Nelle congregazioni generali precedenti il conclave dai cardinali è venuta la richiesta di una riforma della Curia come pure di una maggiore collegialità e condivisione di alcune scelte riguardanti il governo della Chiesa. Papa Francesco il 13 aprile, a un mese esatto dall'elezione, ha nominato un consiglio di otto cardinali ai quali è stata affidato lo studio di una riforma della Costituzione «Pastor Bonus», che regola la Curia romana e le sue strutture. Il consiglio, composto da otto porporati – sette dei quali non curiali, ma arcivescovi nei cinque Continenti – è incaricato anche di consigliare in forma permanente il Papa nel governo della Chiesa. La riforma della Curia sarà dunque studiata da porporati che non ne fanno parte. Ogni previsione al momento è fuori luogo: si sa soltanto che questo organismo – pensato per servire il Papa e non per governare centralmente la Chiesa cattolica – deve essere semplificato, snellito, reso più consono alle esigenze del tempo presente, meno burocratico. Il Papa ha già incontrato tanti cardinali e tanti esponenti della Curia (oltre alle udienze di cui viene data notizia ne esistono altrettante, il pomeriggio a Santa Marta, che rimangono riservate) e ha soprattutto ascoltato. In più di un caso, chi è stato ricevuto, appena uscito a ritenuto di dover raccontare il dialogo avvenuto. Ma spesso si è trattato dei propri «desiderata», non delle indicazioni del Pontefice. Di certo è già cambiato il rapporto tra il Papa e i capi dicastero, che prima dovevano attendere anche otto mesi prima di ottenere un'udienza: sarà più diretto, immediato e costante.

* **Voci dell'esercizio**
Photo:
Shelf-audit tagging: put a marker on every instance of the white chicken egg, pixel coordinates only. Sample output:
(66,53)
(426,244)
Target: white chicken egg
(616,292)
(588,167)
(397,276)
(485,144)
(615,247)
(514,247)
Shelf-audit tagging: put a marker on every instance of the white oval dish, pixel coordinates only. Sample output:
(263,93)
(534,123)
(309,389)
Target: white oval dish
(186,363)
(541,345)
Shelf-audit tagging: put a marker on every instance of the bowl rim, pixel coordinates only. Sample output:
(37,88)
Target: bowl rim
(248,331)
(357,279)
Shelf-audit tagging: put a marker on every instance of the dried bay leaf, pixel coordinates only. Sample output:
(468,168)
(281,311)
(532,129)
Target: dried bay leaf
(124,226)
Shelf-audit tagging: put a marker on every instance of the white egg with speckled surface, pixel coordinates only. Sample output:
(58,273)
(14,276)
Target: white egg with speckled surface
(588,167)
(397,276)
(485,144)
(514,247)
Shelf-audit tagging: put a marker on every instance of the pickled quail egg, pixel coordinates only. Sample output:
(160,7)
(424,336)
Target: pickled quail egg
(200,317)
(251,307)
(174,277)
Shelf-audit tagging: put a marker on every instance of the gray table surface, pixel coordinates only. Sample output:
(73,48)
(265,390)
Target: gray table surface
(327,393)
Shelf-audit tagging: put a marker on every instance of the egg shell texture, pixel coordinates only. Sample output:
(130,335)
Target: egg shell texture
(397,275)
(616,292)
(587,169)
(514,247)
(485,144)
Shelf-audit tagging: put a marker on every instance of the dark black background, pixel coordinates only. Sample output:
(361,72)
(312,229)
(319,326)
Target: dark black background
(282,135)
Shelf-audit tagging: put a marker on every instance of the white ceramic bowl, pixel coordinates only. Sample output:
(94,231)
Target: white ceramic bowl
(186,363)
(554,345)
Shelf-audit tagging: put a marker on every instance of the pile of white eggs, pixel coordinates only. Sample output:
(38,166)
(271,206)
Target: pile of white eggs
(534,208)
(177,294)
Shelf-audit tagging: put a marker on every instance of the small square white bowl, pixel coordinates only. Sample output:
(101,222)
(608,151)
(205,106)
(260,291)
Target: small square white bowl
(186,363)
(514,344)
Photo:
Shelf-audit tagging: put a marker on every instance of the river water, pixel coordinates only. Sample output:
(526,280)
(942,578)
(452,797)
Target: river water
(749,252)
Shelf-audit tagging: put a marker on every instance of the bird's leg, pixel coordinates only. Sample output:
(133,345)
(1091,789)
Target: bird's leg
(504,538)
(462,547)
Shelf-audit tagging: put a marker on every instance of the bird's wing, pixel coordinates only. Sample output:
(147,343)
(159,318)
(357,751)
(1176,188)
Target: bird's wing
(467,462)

* **Compito assegnato 1**
Ricopia le voci a partire dalla riga che contiene "bird's leg, pixel" fino alla fine delle voci, estremi compresi.
* **Compito assegnato 2**
Prosegui il brano sulla riforma della Curia romana scrivendo ciò che viene dopo la sua ultima frase.
Il brano e le voci non hanno alcun legame tra loro.

* **Risposta dell'esercizio 1**
Shelf-audit tagging: put a marker on every instance of the bird's leg, pixel coordinates only. Sample output:
(133,345)
(1091,789)
Target: bird's leg
(504,538)
(462,547)
Shelf-audit tagging: put a marker on every instance of the bird's wing, pixel coordinates only. Sample output:
(147,343)
(159,318)
(357,751)
(1176,188)
Target: bird's wing
(467,462)

* **Risposta dell'esercizio 2**
 
L'identikit del futuro Papa secondo Bergoglio Padre Angel Strada, fondatore del Movimento Internazionale Schoenstatt, dopo l'elezione ha raccontato a Evangelina Himitian, autrice del libro «Francisco, el Papa de la gente» una sua conversazione privata con Bergoglio avvenuta tre giorni prima della sua partenza per il conclave. Parlando del profilo necessario del nuovo Papa, l'arcivescovo di Buenos Aires aveva detto che, secondo lui, «per primo deve essere un uomo di preghiera, profondamente unito a Dio. In secondo luogo deve essere profondamente convinto che Gesù è il Signore della storia. In terzo luogo deve essere un buon vescovo, capace di accogliere, tenero con le persone e capace anche di creare comunione. Infine deve essere capace di riformare la Curia». I cardinali, in meno di ventiquattr'ore, lo scorso 13 marzo sembrano averlo trovato.